**DIRECTIONS FOR THIS TASK**:
Would you filter these records and copy every line that has the word "white"?

Dataset excerpts

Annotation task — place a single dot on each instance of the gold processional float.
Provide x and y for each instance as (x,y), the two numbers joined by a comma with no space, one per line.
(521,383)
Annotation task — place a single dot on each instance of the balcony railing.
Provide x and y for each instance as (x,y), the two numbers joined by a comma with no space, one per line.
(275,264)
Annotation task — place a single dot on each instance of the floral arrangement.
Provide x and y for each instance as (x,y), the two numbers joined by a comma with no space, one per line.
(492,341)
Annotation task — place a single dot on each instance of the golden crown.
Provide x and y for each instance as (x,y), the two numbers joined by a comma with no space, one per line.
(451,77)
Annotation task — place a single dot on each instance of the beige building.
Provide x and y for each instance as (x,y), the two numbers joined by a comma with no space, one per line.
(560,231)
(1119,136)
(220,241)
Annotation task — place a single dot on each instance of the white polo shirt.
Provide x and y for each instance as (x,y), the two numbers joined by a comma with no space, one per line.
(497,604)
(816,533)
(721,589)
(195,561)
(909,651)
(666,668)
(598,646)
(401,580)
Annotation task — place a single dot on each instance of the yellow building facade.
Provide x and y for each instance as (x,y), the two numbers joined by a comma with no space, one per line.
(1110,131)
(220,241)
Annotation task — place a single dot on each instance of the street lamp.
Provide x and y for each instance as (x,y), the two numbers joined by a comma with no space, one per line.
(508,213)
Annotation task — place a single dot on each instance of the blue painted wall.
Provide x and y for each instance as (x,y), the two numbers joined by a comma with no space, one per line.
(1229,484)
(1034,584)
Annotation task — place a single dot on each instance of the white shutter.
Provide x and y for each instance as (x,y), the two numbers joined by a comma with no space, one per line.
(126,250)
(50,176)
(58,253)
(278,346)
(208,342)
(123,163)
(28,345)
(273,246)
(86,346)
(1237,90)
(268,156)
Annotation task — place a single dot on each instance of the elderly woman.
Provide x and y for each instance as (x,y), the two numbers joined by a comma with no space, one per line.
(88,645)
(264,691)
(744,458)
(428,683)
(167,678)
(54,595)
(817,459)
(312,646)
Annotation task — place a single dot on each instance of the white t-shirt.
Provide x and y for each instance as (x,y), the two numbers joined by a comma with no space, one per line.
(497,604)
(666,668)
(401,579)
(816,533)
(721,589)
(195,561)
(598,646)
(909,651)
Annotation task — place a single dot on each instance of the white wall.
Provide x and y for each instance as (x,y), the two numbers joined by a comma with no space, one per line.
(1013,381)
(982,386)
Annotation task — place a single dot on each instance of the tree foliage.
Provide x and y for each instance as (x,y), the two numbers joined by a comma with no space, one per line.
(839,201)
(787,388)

**WRITTEN SOLUTION**:
Annotation task — place a single dot on each instance of the white polo shirt.
Annotation task — place a single dot on each instance of the white shutter.
Annotation task — place a single dot on each instance of the white t-shirt.
Annotation task — place a single dot on each instance of the white wall.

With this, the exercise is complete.